---------- Kutipan Teks
Selanjutnya Imam Taqiyyuddin Abu Bakar Al-Husaini dalam kitabnya Kifayatul Ahyar Fii Halli Ghayati Al-Ikhtisar berpendapat bahwa definisi rahn adalah:
Akad atau perjanjian utang piutang dengan menjadikan harta sebagai kepercayaan atau penguat utang dan yang memberi pinjaman berhak menjual barang yang digadaikan itu pada saat ia menuntut haknya.

Lebih lanjut Imam Taqiyyuddin mengatakan bahwa barang-barang yang dapat dijadikan jaminan utang adalah semua barang yang dapat dijual belikan. Artinya semua barang yang dapat dijual itu dapat digadaikan.
Para ulama fiqh pun mengemukakan beberapa definisi ar-rahn. Ulama Malikiyah mendefinisikannya dengan: Harta yang dijadikan pemiliknya sebagai jaminan utang yang bersifat mengikat.
Menurut mereka, yang dijadikan barang jaminan (agunan) bukan saja harta yang bersifat materi, tetapi juga harta yang bersifat manfaat tertentu. Harta yang dijadikan barang jaminan (agunan) tidak harus diserahkan secara aktual, tetapi boleh juga penyerahannya secara hukum, seperti menjadikan sawah sebagai jaminan (agunan), maka yang diserahkan itu adalah surat jaminanya (sertifikat sawah).
Ulama Hanafiyah mendefinisikannya dengan: Menjadikan sesuatu (barang) sebagai jaminan terhadap hak (piutang) yang mungkin dijadikan sebagai pembayar hak (piutang) itu, baik seluruhnya maupun sebagainya.
Sedangkan ulama Syafi’iyah dan Hanabilah mendefinisikan ar-rahn dengan: Menjadikan materi (barang) sebagai jaminan utang, yang dapat dijadikan pembayar utang apabila orang yang berhutang tidak bisa membayar utangnya itu.
--------------------
Tugas →
Tuliskan lanjutan teks tentang definisi ar-rahn di atas, mulai setelah kalimat terakhirnya.
---------- Daftar Data
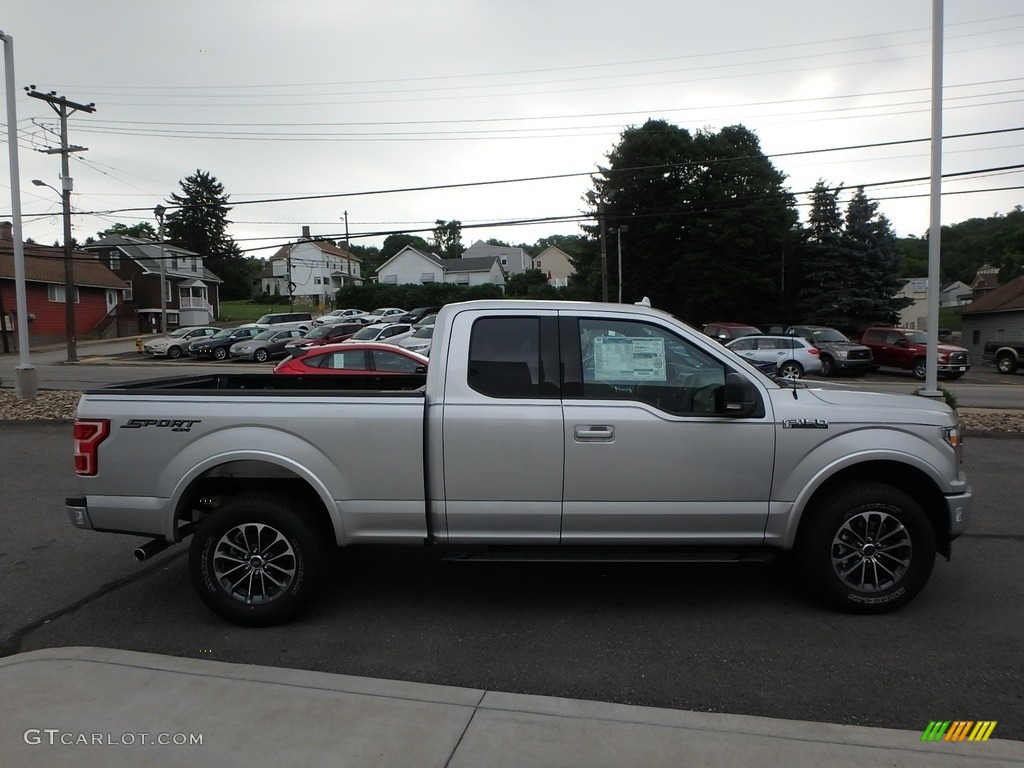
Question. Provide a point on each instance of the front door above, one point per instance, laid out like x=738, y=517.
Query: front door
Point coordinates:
x=648, y=459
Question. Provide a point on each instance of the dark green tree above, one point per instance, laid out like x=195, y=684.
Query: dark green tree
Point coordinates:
x=141, y=230
x=394, y=243
x=708, y=221
x=448, y=239
x=198, y=222
x=823, y=263
x=875, y=261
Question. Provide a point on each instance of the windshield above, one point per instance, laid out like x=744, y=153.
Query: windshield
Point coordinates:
x=827, y=334
x=367, y=334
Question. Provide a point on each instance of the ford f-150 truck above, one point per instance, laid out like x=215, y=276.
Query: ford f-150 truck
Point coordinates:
x=906, y=348
x=542, y=429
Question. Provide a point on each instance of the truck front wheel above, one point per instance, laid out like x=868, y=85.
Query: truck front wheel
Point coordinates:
x=1006, y=364
x=256, y=560
x=866, y=549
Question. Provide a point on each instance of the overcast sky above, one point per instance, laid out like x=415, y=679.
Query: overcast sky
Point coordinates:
x=358, y=97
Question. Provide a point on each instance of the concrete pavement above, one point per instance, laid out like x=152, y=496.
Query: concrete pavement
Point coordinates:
x=94, y=707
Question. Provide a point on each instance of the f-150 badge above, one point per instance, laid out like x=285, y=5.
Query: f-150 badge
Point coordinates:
x=805, y=424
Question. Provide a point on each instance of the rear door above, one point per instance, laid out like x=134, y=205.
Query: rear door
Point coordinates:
x=502, y=431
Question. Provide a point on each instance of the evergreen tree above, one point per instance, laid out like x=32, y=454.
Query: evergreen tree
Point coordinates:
x=448, y=239
x=825, y=275
x=708, y=221
x=875, y=260
x=199, y=222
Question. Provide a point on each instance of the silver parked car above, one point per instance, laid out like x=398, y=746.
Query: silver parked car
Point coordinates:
x=794, y=356
x=264, y=345
x=419, y=341
x=176, y=343
x=391, y=333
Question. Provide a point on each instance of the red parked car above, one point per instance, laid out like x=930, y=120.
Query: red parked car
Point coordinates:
x=371, y=358
x=327, y=334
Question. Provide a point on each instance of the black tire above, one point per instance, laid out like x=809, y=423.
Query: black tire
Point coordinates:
x=271, y=576
x=1006, y=364
x=866, y=549
x=791, y=370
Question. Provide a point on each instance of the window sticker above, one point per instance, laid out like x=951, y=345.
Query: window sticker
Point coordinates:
x=628, y=358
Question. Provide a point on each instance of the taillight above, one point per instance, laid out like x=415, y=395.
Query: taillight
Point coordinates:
x=88, y=434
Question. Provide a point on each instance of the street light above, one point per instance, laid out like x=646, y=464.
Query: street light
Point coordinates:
x=622, y=228
x=159, y=212
x=70, y=332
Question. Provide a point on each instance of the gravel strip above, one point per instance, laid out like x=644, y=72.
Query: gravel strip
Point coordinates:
x=60, y=404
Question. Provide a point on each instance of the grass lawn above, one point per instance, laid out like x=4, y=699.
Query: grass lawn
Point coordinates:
x=247, y=311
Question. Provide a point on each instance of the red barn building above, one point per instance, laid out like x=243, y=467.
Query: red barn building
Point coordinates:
x=97, y=293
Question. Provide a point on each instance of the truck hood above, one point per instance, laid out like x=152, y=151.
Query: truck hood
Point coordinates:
x=880, y=408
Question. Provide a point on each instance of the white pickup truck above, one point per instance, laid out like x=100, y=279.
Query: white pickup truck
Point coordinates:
--------------------
Jawaban Tugas →
Definisi yang dikemukakan Syafi’iyah dan Hanabilah ini mengandung pengertian bahwa barang yang boleh dijadikan jaminan (agunan) utang itu hanyalah harta yang bersifat materi; tidak termasuk manfaat sebagaimana yang dikemukakan ulama Malikiyah, sekalipun sebenarnya manfaat itu, menurut mereka (Syafi’iyah dan Hanabilah), termasuk dalam pengertian harta.
Dari berbagai definisi diatas, dapat disimpulkan bahwa rahn merupakan suatu akad utang piutang dengan menjadikan barang yang mempunyai nilai harta menurut pandangan syra’ sebagai jaminan, hingga orang yang bersangkutan boleh mengambil utang.
Rahn adalah jenis akad tabarru’, karena apa yang diberikan Rahin (pemilik barang) untuk Murtahin (pemegang barang) bukan atas imbalan sesuatu, ia termasuk transaksi (uqud) ‘ainiyah, dimana tidak dianggap sempurna kecuali bila sudah diterima ‘ain al ma’qud.
Dalam tekhnis Perbankan, akad ini dapat digunakan sebagai tambahan pada pembiayaan yang beresiko dan memerlukan jaminan tambahan. Akad ini juga dapat menjadi produk tersendiri untuk melayani kebutuhan nasabah guna keperluan yang bersifat jasa dan konsumtif, seperti pendidikan, kesehatan, dan sebagainya. Bank atau lembaga keuangan tidak menarik manfaat apapun kecuali biaya pemeliharaan atau keamanan barang yang digadaikan tersebut.

C. Landasan Hukum Gadai Syari’ah
Boleh tidaknya transaksi gadai menurut Islam diatur dalam Al-Qur’an, Sunnah, dan Ijtihad. Dari ketiga sumber hukum tersebut disajikan dasar hukum sebagai berikut:
a. Al-Qur’an
Dalam surat al-Baqarah, 2:283 Allah berfirman:

Artinya:
“Jika kamu dalam perjalanan (dan bermu'amalah tidak secara tunai) sedang kamu tidak memperoleh seorang penulis, Maka hendaklah ada barang tanggungan yang dipegang (oleh yang berpiutang). akan tetapi jika sebagian kamu mempercayai sebagian yang lain, Maka hendaklah yang dipercayai itu menunaikan amanatnya (hutangnya) dan hendaklah ia bertakwa kepada Allah Tuhannya; dan janganlah kamu (para saksi) Menyembunyikan persaksian. dan Barangsiapa yang menyembunyikannya, Maka Sesungguhnya ia adalah orang yang berdosa hatinya; dan Allah Maha mengetahui apa yang kamu kerjakan.”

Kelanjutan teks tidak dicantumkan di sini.